Stored data:
+-------+

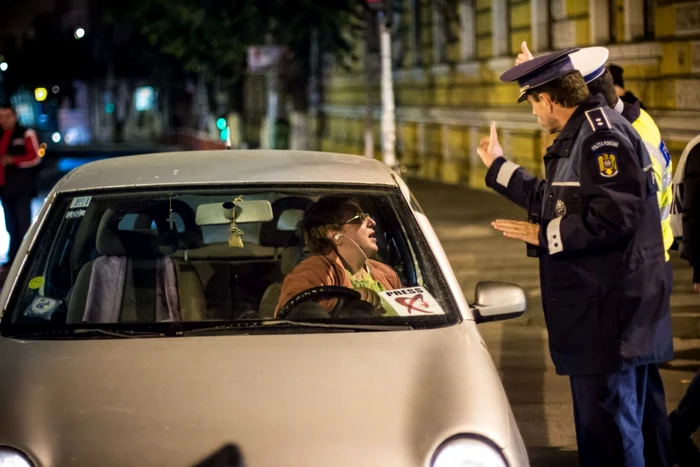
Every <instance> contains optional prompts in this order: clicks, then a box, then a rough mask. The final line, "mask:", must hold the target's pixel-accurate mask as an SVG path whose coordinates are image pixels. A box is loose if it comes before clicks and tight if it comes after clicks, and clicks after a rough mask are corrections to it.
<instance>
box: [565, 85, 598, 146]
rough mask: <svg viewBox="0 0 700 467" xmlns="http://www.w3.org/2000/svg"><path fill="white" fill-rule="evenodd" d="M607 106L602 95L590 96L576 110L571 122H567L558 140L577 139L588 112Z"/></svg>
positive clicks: (574, 113)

+-------+

Aim of the task: Would you output the lines from the one that contains "box: [565, 85, 598, 146]" to the end of the data, both ends included, exactly as they appear?

Response:
box: [565, 85, 598, 146]
rough mask: <svg viewBox="0 0 700 467" xmlns="http://www.w3.org/2000/svg"><path fill="white" fill-rule="evenodd" d="M607 106L602 95L590 96L576 110L571 122H567L558 140L577 139L588 112Z"/></svg>
positive clicks: (574, 113)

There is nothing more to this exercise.